▶ Instructions to follow: Repeat the listing in full. Nothing may be added or left out.

▼▼▼

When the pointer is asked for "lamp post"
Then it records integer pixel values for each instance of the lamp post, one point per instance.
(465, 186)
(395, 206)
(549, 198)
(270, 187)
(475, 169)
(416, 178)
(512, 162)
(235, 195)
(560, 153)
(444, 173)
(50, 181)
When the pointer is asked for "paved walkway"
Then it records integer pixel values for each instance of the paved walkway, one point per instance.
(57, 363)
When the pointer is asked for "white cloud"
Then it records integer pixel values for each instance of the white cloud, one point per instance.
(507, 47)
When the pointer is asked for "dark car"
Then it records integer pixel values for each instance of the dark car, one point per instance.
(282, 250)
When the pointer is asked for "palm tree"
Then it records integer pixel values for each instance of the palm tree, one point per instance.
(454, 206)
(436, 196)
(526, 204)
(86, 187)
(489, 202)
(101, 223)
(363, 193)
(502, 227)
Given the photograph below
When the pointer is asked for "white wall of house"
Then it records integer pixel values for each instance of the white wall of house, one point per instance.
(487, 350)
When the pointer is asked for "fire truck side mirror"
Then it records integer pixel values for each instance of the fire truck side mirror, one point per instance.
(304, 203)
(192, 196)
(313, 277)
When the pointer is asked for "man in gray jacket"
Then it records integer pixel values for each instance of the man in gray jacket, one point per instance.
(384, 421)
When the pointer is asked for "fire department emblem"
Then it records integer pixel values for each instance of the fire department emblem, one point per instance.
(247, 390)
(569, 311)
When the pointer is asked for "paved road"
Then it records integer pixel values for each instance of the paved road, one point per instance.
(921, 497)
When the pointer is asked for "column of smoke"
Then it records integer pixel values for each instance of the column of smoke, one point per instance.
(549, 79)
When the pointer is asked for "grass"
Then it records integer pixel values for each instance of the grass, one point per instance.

▲▲▲

▶ Task response:
When the pointer is asked for "lamp post"
Then it records integer pixel values for each instance of the lamp post, one point per instance.
(465, 186)
(395, 206)
(549, 198)
(270, 187)
(475, 169)
(416, 178)
(512, 162)
(235, 195)
(560, 153)
(444, 173)
(50, 181)
When the pointer is asked for "paved walkway"
Then it records integer pixel values for each instance of the paved walkway, one point per instance.
(57, 363)
When the pointer is asked for "white cloud"
Then it records integer pixel values for each instance of the white cloud, one point per instance.
(507, 47)
When the pointer is asked for "dark car"
Then it records integer pixel values for each instance of the dark car, one point per instance.
(282, 250)
When the pointer is asked for "palm tree"
Then it records integer pixel values for each instance of the palm tree, one point per instance.
(454, 206)
(436, 196)
(526, 204)
(86, 187)
(489, 202)
(101, 223)
(363, 193)
(502, 227)
Given the photograph below
When the pointer is asked for "white wall of house"
Then it records integer pixel values for each instance of the white wall of house, one point per instance.
(487, 350)
When the pointer is asked for "fire truck side mirror"
Then it records integer pixel values for each instance of the fire truck side mirror, one point per instance.
(304, 203)
(192, 196)
(313, 277)
When the pointer is asked for "man in gray jacket"
Then it records integer pixel values for each instance of the man in gray jacket, one point per instance.
(384, 421)
When the pointer is asked for "fire department emblem"
Then it records integer pixel values for each instance of the fire department emblem, one point per instance.
(247, 390)
(569, 311)
When the pointer is asked for "paved road"
Then it records integer pixel values for each instance of the paved road, one point per instance.
(921, 497)
When the pointer is asked for "column of smoke"
Then it records integer pixel values for each instance of the column of smoke, one point per instance.
(549, 79)
When the pointer is asked for "grass"
Then it records integer pixel values for each instance of the grass, one point per instance.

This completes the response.